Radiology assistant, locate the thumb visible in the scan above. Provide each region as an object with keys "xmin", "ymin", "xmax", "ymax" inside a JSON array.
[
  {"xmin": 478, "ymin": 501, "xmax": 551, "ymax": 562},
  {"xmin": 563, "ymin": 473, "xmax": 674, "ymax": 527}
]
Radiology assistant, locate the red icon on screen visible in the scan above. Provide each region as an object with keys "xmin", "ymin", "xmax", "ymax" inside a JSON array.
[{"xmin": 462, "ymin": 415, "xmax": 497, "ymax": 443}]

--------------------

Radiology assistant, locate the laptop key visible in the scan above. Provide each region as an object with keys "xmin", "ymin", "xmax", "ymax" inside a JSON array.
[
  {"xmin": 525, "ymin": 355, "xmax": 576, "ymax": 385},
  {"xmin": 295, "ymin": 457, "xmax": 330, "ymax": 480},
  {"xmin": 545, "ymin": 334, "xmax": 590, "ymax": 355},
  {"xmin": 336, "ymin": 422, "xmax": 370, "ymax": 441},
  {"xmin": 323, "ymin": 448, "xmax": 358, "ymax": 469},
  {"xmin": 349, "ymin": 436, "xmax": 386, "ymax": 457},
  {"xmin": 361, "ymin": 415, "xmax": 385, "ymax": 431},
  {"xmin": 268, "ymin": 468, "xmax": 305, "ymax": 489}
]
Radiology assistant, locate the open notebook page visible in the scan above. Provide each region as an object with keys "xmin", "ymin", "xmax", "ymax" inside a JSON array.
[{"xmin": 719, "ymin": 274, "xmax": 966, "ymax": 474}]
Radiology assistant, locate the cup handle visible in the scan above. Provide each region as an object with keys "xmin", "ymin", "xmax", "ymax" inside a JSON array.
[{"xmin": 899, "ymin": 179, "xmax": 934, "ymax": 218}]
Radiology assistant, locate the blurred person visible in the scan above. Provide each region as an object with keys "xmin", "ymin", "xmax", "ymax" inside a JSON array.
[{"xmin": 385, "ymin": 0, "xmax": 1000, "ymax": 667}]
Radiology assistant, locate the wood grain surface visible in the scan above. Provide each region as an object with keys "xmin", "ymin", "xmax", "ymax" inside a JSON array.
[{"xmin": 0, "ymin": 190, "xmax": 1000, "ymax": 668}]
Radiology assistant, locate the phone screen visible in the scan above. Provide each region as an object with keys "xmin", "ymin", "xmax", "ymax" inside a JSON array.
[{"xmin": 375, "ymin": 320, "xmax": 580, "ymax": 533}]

--------------------

- Goal -
Please pick out every line in the rows above that contains the word "screen" and copy each of those lines in full.

- Solution to this task -
Radiology assistant, locate the red icon on screen visible in the scan above. Provide each region as an object with keys "xmin", "ymin", "xmax", "ymax" inside a JSON array.
Radiology assistant, locate the phone screen visible in the scan above. Provide each region as an object with keys "xmin", "ymin", "xmax", "ymax" inside a JSON array.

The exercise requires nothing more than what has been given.